# [WRITTEN EXERCISE]
Transcribe word for word the lines spanning the line with "target: **dry grass**" through the end of the records.
#### RAW DATA
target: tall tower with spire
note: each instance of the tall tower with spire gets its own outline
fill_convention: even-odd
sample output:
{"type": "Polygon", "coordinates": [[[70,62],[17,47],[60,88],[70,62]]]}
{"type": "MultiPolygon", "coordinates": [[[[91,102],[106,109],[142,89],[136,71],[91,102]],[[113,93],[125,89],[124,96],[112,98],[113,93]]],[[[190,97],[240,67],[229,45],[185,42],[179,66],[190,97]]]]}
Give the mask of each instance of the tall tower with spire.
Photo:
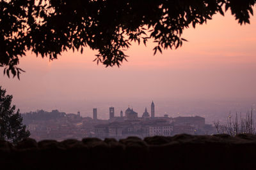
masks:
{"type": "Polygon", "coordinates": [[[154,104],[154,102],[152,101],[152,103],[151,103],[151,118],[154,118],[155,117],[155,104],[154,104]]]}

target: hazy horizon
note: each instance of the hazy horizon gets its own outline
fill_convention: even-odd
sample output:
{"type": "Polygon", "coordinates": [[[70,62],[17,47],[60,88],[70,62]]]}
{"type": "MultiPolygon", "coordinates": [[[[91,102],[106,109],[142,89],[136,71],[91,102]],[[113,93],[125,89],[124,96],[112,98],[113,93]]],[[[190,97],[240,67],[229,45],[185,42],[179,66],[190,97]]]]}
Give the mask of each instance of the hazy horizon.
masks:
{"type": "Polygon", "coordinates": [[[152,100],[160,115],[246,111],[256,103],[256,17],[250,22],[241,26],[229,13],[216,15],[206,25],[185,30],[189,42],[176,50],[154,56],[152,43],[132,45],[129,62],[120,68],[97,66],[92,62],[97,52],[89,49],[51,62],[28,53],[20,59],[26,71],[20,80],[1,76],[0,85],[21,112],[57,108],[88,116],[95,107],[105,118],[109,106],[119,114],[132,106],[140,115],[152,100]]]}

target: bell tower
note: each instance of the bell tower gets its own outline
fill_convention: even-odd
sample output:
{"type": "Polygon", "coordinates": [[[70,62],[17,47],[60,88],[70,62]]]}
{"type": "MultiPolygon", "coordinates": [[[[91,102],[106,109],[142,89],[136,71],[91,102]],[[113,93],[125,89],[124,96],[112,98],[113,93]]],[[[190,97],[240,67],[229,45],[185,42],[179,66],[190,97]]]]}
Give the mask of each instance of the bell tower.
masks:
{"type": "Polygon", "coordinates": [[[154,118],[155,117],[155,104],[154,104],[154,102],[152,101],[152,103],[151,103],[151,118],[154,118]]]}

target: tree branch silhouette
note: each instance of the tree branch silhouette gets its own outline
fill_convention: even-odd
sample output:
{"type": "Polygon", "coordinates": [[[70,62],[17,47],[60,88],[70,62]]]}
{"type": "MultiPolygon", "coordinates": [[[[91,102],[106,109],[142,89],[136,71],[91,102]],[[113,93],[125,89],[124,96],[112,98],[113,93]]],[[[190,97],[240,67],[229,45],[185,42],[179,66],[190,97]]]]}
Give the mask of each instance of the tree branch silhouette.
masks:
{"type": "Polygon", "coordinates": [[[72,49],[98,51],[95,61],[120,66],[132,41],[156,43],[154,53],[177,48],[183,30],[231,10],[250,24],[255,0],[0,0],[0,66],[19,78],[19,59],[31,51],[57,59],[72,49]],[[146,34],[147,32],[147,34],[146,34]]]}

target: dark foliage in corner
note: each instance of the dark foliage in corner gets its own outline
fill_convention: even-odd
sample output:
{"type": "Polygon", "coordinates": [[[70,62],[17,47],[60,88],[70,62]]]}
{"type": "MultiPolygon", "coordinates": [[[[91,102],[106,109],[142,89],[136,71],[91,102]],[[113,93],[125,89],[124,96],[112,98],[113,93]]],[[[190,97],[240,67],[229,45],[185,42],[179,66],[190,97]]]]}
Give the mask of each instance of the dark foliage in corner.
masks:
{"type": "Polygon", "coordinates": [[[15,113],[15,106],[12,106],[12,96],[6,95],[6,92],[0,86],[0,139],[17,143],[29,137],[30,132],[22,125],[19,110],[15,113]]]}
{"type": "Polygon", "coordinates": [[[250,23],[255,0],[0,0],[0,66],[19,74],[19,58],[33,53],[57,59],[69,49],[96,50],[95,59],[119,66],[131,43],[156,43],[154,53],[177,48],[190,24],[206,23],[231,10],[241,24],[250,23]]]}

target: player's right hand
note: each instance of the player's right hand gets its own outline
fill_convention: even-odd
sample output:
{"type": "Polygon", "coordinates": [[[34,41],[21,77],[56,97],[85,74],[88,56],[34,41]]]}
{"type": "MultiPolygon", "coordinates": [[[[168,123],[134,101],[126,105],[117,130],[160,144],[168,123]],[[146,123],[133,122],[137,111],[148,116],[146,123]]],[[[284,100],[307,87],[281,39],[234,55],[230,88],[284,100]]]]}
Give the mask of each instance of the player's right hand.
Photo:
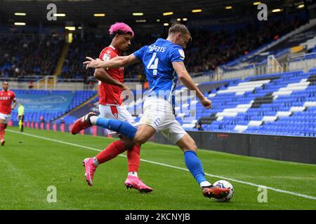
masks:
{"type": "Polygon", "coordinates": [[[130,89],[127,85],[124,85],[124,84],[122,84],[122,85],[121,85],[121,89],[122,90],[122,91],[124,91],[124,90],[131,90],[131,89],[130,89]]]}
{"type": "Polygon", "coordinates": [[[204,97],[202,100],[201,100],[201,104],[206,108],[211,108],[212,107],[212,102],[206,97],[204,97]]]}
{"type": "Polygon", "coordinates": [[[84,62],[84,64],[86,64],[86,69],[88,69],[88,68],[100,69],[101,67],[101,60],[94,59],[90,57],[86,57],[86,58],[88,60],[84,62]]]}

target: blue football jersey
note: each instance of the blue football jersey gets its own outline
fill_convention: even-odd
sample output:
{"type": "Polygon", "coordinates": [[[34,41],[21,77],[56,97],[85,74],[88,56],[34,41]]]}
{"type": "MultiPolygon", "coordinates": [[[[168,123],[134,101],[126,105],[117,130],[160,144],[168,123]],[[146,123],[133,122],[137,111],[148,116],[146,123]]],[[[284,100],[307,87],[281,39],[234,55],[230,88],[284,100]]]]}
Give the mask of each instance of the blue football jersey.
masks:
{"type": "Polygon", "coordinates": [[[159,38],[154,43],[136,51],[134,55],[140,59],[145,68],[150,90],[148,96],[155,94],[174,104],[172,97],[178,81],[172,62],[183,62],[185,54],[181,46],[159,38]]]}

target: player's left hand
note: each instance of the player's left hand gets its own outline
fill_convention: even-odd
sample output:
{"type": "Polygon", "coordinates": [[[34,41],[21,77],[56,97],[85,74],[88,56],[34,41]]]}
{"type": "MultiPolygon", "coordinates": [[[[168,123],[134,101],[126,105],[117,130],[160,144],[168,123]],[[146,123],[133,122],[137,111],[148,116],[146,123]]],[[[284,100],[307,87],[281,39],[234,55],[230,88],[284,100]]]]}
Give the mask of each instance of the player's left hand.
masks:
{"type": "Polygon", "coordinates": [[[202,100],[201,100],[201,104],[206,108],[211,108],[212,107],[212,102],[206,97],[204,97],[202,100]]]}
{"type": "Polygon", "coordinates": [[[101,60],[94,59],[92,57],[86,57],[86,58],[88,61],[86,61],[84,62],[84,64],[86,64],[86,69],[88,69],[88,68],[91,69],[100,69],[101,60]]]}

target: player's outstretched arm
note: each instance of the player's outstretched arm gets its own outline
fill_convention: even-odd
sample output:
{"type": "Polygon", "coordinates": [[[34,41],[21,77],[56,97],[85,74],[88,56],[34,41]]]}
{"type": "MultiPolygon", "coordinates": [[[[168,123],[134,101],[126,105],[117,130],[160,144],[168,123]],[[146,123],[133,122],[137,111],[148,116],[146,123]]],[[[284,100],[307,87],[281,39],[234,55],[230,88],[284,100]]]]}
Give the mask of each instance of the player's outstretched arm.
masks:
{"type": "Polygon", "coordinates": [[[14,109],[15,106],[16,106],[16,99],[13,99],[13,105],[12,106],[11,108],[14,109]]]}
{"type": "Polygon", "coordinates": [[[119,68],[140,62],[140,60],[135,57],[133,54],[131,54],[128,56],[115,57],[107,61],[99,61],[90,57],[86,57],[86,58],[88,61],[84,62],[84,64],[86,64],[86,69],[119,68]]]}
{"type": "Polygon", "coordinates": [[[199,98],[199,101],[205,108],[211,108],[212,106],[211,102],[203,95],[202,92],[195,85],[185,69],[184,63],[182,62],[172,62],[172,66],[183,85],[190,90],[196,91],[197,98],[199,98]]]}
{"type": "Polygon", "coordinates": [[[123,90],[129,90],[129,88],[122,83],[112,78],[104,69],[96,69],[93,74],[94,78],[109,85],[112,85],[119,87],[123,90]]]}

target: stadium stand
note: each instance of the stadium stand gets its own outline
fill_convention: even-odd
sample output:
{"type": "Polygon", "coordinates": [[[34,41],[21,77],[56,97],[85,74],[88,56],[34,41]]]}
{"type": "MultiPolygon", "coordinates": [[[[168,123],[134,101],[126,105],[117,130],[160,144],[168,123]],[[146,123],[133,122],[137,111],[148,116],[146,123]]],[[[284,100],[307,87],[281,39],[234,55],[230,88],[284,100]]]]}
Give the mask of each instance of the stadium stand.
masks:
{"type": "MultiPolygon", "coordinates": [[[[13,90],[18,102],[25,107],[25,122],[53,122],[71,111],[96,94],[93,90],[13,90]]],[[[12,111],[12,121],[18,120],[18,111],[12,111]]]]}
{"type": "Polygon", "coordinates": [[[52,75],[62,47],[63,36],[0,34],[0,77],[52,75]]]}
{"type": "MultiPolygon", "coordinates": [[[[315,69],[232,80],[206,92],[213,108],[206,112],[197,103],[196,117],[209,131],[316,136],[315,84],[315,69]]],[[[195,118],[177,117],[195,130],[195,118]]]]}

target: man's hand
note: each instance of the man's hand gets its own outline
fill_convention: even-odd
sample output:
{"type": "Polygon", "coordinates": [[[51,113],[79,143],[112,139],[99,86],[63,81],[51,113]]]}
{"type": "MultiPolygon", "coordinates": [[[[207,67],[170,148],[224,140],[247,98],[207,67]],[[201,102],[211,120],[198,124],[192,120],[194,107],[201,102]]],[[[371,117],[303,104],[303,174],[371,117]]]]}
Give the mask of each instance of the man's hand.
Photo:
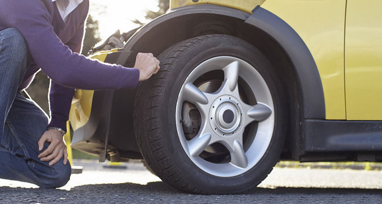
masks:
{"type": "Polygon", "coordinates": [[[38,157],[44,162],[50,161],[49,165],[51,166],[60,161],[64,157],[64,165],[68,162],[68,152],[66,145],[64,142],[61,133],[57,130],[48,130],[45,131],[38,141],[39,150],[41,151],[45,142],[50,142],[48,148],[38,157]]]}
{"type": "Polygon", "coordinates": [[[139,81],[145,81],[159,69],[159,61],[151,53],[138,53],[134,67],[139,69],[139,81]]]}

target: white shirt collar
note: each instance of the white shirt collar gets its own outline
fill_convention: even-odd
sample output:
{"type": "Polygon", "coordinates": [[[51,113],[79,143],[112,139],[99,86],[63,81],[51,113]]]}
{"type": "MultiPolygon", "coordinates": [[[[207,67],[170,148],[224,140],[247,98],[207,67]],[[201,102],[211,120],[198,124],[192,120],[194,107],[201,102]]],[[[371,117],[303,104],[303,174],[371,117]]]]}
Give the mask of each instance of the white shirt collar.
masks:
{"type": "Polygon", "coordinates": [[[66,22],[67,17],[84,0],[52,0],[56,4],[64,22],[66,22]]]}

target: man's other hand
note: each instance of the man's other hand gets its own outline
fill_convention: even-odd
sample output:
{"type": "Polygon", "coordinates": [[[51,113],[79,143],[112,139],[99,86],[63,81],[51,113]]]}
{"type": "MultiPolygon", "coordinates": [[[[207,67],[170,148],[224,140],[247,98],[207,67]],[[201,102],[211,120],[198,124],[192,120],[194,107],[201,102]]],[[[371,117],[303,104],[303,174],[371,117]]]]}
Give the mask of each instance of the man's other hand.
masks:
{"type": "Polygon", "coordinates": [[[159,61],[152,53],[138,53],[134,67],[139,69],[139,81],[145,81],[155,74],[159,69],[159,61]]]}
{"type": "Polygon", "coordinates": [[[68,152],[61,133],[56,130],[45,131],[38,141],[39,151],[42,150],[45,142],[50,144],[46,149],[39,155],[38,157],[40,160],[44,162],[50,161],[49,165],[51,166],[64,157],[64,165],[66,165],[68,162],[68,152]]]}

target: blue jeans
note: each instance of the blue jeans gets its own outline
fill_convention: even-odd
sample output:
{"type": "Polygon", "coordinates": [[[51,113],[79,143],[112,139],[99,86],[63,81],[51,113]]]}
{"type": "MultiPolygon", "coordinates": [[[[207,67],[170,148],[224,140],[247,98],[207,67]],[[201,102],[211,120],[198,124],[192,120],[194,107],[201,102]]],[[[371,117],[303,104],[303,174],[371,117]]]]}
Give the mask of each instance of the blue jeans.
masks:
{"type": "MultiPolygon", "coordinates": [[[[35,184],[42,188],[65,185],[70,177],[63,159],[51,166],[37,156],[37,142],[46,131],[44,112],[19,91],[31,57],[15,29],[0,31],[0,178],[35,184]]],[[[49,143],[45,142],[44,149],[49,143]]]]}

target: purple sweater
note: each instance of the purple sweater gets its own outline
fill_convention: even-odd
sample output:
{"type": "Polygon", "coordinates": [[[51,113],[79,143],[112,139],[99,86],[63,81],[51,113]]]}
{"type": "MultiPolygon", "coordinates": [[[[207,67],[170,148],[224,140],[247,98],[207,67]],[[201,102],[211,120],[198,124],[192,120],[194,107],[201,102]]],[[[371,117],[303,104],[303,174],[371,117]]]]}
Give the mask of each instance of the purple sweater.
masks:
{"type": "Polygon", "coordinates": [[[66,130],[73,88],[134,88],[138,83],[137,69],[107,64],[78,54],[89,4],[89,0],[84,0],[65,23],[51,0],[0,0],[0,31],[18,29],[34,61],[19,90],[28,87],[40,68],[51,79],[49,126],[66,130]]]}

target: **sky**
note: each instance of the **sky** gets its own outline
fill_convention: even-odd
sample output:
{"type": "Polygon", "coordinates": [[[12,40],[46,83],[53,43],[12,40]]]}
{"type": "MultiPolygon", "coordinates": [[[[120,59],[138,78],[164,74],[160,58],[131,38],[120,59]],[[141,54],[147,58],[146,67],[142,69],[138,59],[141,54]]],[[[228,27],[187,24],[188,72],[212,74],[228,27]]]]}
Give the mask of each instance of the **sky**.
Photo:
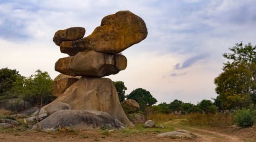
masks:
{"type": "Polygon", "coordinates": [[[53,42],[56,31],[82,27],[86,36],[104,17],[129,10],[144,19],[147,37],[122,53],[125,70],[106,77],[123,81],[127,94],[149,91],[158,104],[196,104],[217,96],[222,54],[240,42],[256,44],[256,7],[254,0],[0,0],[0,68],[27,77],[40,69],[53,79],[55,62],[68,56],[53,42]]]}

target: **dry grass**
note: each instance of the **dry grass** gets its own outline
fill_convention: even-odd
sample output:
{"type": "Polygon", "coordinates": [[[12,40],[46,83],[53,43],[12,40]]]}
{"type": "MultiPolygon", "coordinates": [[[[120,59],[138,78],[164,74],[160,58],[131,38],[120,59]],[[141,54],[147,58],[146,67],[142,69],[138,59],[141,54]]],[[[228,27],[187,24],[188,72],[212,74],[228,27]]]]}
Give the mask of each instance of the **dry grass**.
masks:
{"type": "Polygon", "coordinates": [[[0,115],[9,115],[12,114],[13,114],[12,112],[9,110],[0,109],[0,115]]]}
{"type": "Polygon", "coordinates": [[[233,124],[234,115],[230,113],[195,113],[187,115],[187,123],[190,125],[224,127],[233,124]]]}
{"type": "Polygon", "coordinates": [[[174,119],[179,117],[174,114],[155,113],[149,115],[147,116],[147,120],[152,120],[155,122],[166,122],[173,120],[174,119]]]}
########
# [TASK RESPONSE]
target: **dry grass**
note: each instance of the **dry grass** gets its own outline
fill_convention: even-odd
sample output:
{"type": "Polygon", "coordinates": [[[12,40],[46,83],[53,43],[12,40]]]}
{"type": "MultiPolygon", "coordinates": [[[[120,59],[138,78],[164,74],[160,58],[131,38],[120,59]],[[141,54],[147,58],[146,67],[142,69],[138,59],[141,54]]],[[[228,27],[187,24],[188,72],[212,74],[228,27]]]]}
Give the mask of each instance of the **dry grass**.
masks:
{"type": "Polygon", "coordinates": [[[0,115],[9,115],[12,114],[13,114],[12,112],[9,110],[0,109],[0,115]]]}
{"type": "Polygon", "coordinates": [[[233,124],[234,115],[230,113],[195,113],[187,115],[187,123],[190,125],[224,127],[233,124]]]}
{"type": "Polygon", "coordinates": [[[174,119],[179,117],[174,114],[155,113],[149,115],[147,116],[147,120],[152,120],[155,122],[166,122],[173,120],[174,119]]]}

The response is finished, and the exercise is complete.